++++ Document passage

Overview of Sun Tzu's Art of War

Overview of Sun Tzu's Art of War

Sun Tzu's The Art of War is one of the most widely studied works in human history, but mastering its principles from just reading it is like mastering geometry by simply reading Euclid. It teaches a philosophy that could be described as "winning without conflict." Its philosophy has several aspects:
  1. Understanding strategic positions,
  2. Collecting competitive information and recognizing opportunities,
  3. Automatically selecting moves that minimize losses and avoid dangerous situations,
  4. Instantly recognizing the specifics of situations and the responses they require,
  5. Getting the most out of each move and securing advantages

The work is organized into thirteen chapters. Written in an almost mathematical style, the book starts with the most general concepts and works toward most specific and detailed ideas. Though the ancient Chinese in which the work is written is a conceptual language, in which each character has a broad range of meaning, Sun Tzu treats language scientifically, defining most of his key terms through the course of the work. However, much of the work demands a great deal of understanding of the ancient Chinese science, especially the six philosophical school's that were important during his era (the Yinyang, the Taoist, the Mohist, the Fatalist, the Legalist, and the Confucian).  Much of the work also adapts many of its ideas and relationships to the Five  Element Theory, where Sun Tzu replaces the Classical Chinese Elements with his own five elements: philosophy (mission), heaven (climate), earth (ground), command (leadership), and methods (procedures). Many of the relationships among these concepts were organized according to the various graphical forms of graphing the five elements, including the Bagua, the cycle of creation, and the star of destruction.


Summary of Chapters



In thirteen chapters, Sun Tzu defines a sophisticated science in a deliberative manner. The book itself is written in a highly condensed form, where each stanza plays a key role in the development of its ideas. Each chapter builds on concepts laid out in earlier chapters. 
Chapter 1, "Planning," explores the five key elements that define competitive position (mission, climate, ground, leadership, and methods) and how to evaluate your competitive strengths against those of your competition. This discussion ends with the idea that information in a competitive environment is limited and that perceptions are often very different from reality. This difference between objective and subjective information is one of the principle leverage points for the working of his strategic system.
Chapter 2, "Going to War," defines the economic nature of competition. It explains how success requires making winning pay, which in turn requires limiting the cost of competition and conflict. This chapter is critical to understanding why Sun Tzu teaches "winning without conflict." By definition, conflict is expensive. Beating opponents and winning battles may satisfy the ego, but Sun Tzu considers that goal a foolish one.
Chapter 3, "Planning the Attack" defines the nature of strength. It is important to understand that by "attack," Sun Tzu means specifically the idea of moving into a new territory, not necessarily battle or conflict. Conceptually, you must expand or advance your existing position in order to survive. While defense is less expensive than advance over the short term, change undermines existing positions, so if they are not advanced, they must fail.

++++++++

Set exercise 1: Name the philosophical schools that the Art of War overview says were important during Sun Tzu's era.

++++ Task inputs

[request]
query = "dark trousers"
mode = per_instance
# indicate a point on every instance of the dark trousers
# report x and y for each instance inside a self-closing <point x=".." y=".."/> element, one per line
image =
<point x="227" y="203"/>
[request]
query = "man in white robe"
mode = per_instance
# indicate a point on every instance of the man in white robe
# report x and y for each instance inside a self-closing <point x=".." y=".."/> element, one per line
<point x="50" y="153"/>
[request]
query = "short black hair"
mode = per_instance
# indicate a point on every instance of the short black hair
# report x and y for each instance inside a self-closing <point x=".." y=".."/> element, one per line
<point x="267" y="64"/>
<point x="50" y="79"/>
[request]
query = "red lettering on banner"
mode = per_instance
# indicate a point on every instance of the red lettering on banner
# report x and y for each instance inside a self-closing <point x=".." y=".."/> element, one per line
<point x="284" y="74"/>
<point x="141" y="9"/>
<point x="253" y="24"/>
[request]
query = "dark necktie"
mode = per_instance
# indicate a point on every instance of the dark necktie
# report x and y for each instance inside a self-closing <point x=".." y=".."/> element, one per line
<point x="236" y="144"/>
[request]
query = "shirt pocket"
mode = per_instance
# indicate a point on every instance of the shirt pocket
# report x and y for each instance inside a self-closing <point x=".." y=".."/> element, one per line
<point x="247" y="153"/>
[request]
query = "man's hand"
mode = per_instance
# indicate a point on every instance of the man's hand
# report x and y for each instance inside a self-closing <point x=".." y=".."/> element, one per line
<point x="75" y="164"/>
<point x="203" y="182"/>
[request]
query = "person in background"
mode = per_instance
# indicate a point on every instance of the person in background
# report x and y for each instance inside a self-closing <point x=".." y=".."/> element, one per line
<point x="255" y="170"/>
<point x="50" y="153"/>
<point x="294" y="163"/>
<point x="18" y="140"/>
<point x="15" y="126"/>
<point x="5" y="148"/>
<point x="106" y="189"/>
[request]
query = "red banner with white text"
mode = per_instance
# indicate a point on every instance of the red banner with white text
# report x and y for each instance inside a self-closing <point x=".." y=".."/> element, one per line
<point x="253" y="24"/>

++++++++

Set exercise 2: Filter the listing above, copying every line that contains the string "hand". Case counts.

Full solution 1: Yinyang, Taoist, Mohist, Fatalist, Legalist, Confucian

Full solution 2:
query = "man's hand"
# indicate a point on every instance of the man's hand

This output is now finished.